Excerpted passage:
The next most common items are crackers and big boxes of cute little chocolate puff pies. If instant noodles might be meals, these are just comfort.
"For now I just want things in my house," says a woman who spent her quota on the pies. Even chemists are supplying such snacks, and people walking out of drugstores have bought mostly storable food items rather than medical necessities.
Other people have bought a few cans of beer, running shoes (for escaping) and one old woman some icecream.
"It calms me down while watching television," she says. "I get nervous."
This, I think, is a half-truth. I imagine she sits at home in a winter coat and boots, with a fully packed bag on her back, braced for the next disaster. She doesn't just get nervous - in her outfit she gets sweaty.
By 5pm, everything is closing. The streets near the central station are crowded for some time as people find their ways home, mostly waiting for local buses reduced to one an hour. Each person carries several plastic bags, security in one form or another.
There are also many people dragging suitcases, the out-of-towners who are looking for a place to stay or are just passing through.
As it gets dark, it is apparent that the emerging city will have no weekend nightlife.
Strangely, however, two types of businesses are open: pachinko parlours and hairdressers.
Pachinko is a Japanese slot machine. The parlours let you circumvent bans on casinos as you gamble thousands of tiny metal balls, trade them for prizes, then sell the prizes for money.
I have never tried it before, but it seems a good time to gamble some of the Herald's money for research.
The slot machines are loud with flashing lights everywhere. And unfortunately, sitting with intense concentration in front of individual slot machines, there is no talking. For the Herald, there is also no winning. The only thing clear is that the businesses are thriving.
The hairdressers are open for shampoos and maybe a haircut. Water, particularly hot water, is hard to come by for many.
A young woman walking home at night talks about how she has been confused by many things since the earthquake.
"I didn't even know the difference between propane and LPG. I never took notice of which my house used," she says. She is not sure what she needs; she just knows there isn't enough of it.
All the shortages and confusion could be solved by one thing - petrol.

What to work on:
a. In the passage about the city after the earthquake, which two types of businesses are open as it gets dark?
b. Continue the passage about the city after the earthquake, starting after its final sentence about petrol.

Photo-based referring expression data:
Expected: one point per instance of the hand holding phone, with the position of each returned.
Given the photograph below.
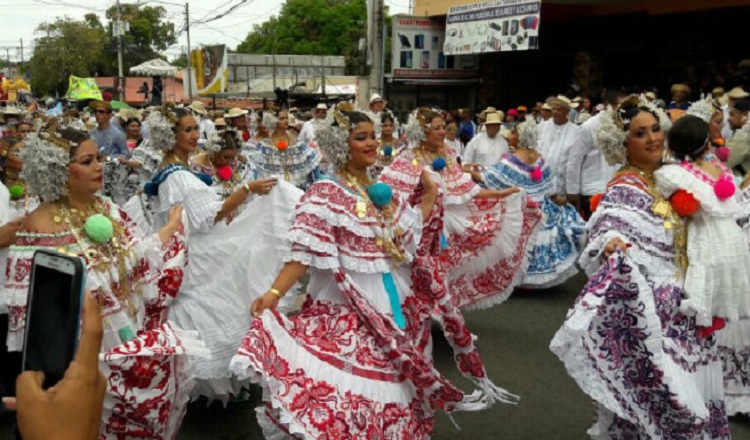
(72, 409)
(53, 314)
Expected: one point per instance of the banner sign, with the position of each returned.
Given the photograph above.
(496, 26)
(417, 51)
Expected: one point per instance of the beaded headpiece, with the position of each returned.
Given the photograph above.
(46, 159)
(704, 108)
(334, 138)
(162, 124)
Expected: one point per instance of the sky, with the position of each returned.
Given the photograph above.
(20, 18)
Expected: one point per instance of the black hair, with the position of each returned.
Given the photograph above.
(629, 109)
(742, 105)
(688, 137)
(357, 118)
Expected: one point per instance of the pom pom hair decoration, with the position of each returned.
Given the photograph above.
(99, 228)
(438, 164)
(380, 194)
(17, 191)
(594, 201)
(224, 173)
(684, 203)
(536, 174)
(724, 188)
(723, 153)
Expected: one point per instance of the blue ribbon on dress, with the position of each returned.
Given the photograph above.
(443, 241)
(390, 287)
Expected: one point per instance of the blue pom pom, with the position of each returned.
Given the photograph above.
(205, 178)
(438, 164)
(151, 189)
(380, 194)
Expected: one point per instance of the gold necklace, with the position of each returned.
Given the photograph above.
(390, 239)
(661, 207)
(100, 257)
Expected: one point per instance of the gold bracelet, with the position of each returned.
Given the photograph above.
(275, 292)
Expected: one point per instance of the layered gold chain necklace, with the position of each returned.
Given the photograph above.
(101, 257)
(389, 240)
(661, 207)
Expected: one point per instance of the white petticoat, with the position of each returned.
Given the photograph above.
(227, 269)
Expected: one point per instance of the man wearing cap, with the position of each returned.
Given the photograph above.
(307, 134)
(739, 145)
(511, 119)
(587, 173)
(680, 95)
(236, 118)
(556, 137)
(207, 127)
(111, 141)
(10, 116)
(734, 95)
(488, 147)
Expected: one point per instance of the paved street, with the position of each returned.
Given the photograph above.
(513, 340)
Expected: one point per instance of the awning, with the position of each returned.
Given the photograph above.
(155, 67)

Results by task:
a. Pachinko parlors and hairdressers.

b.
With fuel too hard to come by, I have left my car in Fukushima, and I take a bus to Sendai.
I wait in line with people wearing masks and armed with various sized suitcases, part of an exodus from the prefecture. Several buses are packed full every hour. The buses are allowed on to the highway, which is bumpy at parts and still being repaired.
But vehicles still cruise at 90km/h, cutting travel times down to a half or a third - even more if you include the time you'd spend in a car searching and waiting all day for a chance to refuel a few litres.
Inside the bus is mostly quiet, but a few people contemplate where they might end up. For the woman next to me, the destination is simply "away". As she hops off the bus in Sendai, she hopes she can find a seat in another to keep taking her further.
But it is striking how empty the highway is - how much capacity it has. There are a few trucks, army vehicles, buses and ambulances travelling in both directions.
But hardly any petrol tankers drive past. Of the four or five that do, half turn out to be carrying LPG.
Oil company bosses have been on television insisting they have stocks of petrol - they just can't get it to people.
Then where are the convoys of tankers on the highways? I don't believe the trucks do not exist. Have they been restricted somewhere?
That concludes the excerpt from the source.